DIRECTIONS FOR THIS TASK:
Keep the pictures out, please, and set down every record exactly.

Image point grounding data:
-*-*-

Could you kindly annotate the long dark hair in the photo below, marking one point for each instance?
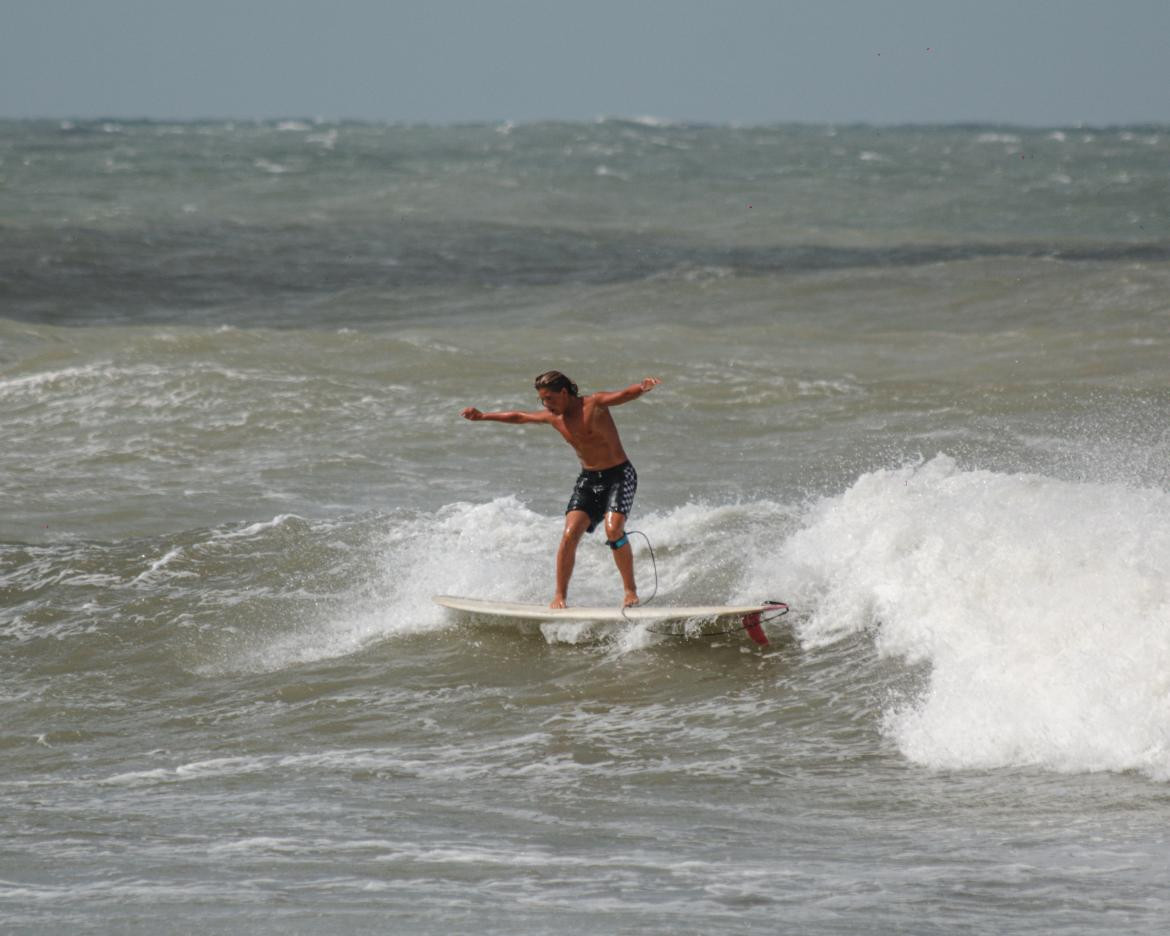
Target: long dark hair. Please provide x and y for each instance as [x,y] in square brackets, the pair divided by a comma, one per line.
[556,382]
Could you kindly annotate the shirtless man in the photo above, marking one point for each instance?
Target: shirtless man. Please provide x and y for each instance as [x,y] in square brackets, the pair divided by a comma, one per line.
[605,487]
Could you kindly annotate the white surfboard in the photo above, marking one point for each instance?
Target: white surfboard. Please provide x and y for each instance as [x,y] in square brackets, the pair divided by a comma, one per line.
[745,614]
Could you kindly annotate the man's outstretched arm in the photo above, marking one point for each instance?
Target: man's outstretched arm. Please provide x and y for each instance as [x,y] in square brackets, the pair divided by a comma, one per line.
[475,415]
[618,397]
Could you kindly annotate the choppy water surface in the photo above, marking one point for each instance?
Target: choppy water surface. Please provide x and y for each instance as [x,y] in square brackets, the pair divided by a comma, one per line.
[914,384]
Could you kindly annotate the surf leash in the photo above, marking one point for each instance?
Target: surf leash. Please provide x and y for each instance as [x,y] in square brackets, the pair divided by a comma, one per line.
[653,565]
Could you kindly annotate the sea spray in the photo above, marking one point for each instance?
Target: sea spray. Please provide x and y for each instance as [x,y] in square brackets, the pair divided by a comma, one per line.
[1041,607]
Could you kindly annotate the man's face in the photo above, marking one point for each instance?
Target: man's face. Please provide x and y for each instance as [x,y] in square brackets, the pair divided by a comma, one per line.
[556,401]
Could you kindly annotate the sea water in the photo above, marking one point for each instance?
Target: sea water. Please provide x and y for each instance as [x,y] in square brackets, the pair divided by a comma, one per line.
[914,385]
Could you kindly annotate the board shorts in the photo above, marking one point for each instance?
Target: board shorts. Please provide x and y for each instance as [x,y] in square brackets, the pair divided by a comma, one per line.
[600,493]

-*-*-

PROBLEM SOLUTION:
Could you kindly annotate the long dark hair in the photo below, marking one point for each instance?
Target: long dark hair. Please provide x and y for each instance as [x,y] in square brackets, the pair divided by a comma, one per line.
[556,382]
Could you kindly annotate the shirtless man in the photo above, marking one point for each instance?
Target: shirtless man. Please provide x and y for each instance as [x,y] in square brackets, the pair divided by a comma, one per line.
[605,487]
Could you kindly annotate the white surfboard in the photo above, marking one point for each instance?
Target: white surfboard. Please provide x and y for each instance as [x,y] in square brackets, the pair divided by a comma, one per line.
[745,614]
Could you kindly annotate the man's outstretched arm in the photo above, marking one point for each instance?
Target: man's outstretched arm. Please provide x and y for each instance as [x,y] in square brackets, the pair divided by a comma, one per line.
[475,415]
[618,397]
Could you kindly annotate the choppy water surface in the photo above, marking one point for each instance?
Target: choppy water surface. Please provide x and y for each instance as [x,y] in square brackets, the pair divided by a comma, one per line.
[914,384]
Could you kindly annotate the surf leash in the photo above, marking one point for each instance?
Target: surf leash. Please provide x and y for each instance as [x,y] in square brackets, the pair divided by a comma, one per line.
[653,565]
Could you kindly annotate the sea spray in the photo above, marking one point for each instance?
Target: sea spray. Please provide x and y for each instance as [x,y] in square brackets, the pair divided by a comma, one per line.
[1041,607]
Could you kindly annotate the man's face in the photo above, marking one point for each instance?
Target: man's face. Please provide x and y for each instance as [x,y] in square brackets, the pair divided by a comma, one per line.
[556,401]
Could you kindly annotate the sea water in the photo above, marking one point for each instance?
Target: sea water. Please provide x and y for each instance as [x,y] in square brackets, the pair divided by a comma, one per line.
[914,385]
Could you kindly annotate the board shorts in the photo above, marking one point for each instance?
Target: board shorts. Please provide x and y for each instance as [x,y] in square brackets, the pair divided by a comma, one per line.
[600,493]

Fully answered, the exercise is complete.